## [Page excerpt]
Neither of the immigration attorneys who testified on Escalera's behalf was asked whether there were other aspects of Escalera's sentence that barred him from cancellation of removal. The fact that Escalera's 410 days of custody credit would also disqualify Escalera from that relief was discussed during argument in response to the trial court's questions to defense counsel.

Attorney Bella Dilworth testified that she represented Escalera in the underlying criminal matter. Dilworth had no specific recollection of Escalera's case, but reviewed the case file that she had been provided. Dilworth did not independently recall her conversation with the court during the plea colloquy regarding immigration consequences. Dilworth testified that in 2016 she would have understood that a plea to a violation of section 245, subdivision (a)(4) would render Escalera deportable. She did not know whether she would have been aware that deportation would be mandatory. At the time, she would not have understood that 365 days in a substance abuse program would constitute a "confinement" that would qualify a violation of section 245, subdivision (a)(4) as an aggravated felony. Dilworth did not recall if she consulted with the public defender's immigration office regarding Escalera's case. It was Dilworth's practice to determine her client's immigration status and priorities and provide advice on the basis of their priorities. Escalera was initially charged with a strike, which would have been a consideration in the plea. Dilworth did not recall advising Escalera he would be convicted of an aggravated felony that would result in mandatory deportation. The disposition Escalera received was very favorable to him; Dilworth would have had to bargain with the prosecution to obtain it. At that time, it would have been difficult to negotiate an immigration-neutral disposition. The view of the district attorneys was that if a citizen could not obtain a particular disposition a non-citizen should not, either. Trying to negotiate a plea bargain for the purpose of avoiding adverse immigration consequences could result in a less favorable agreement for a defendant.

Escalera testified that he was born in Mexico in 1972. His mother, two brothers, and sister were United States citizens. Escalera was a legal permanent resident, and had been since 1987. He was approximately six months old when he came to the United States. Escalera had no memory of Mexico and had never been there. He had no family or friends in Mexico. Escalera suffered from mental illness. At the time of the plea, he was in a government assistance program that provided him mental health care.

## [Exercise requirements]
In this testimony excerpt, since what year had Escalera been a legal permanent resident?

## [Given information]
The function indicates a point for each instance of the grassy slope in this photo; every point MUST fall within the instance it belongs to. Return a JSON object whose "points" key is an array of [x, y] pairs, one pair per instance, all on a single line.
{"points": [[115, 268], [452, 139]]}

## [Your response]
Since 1987.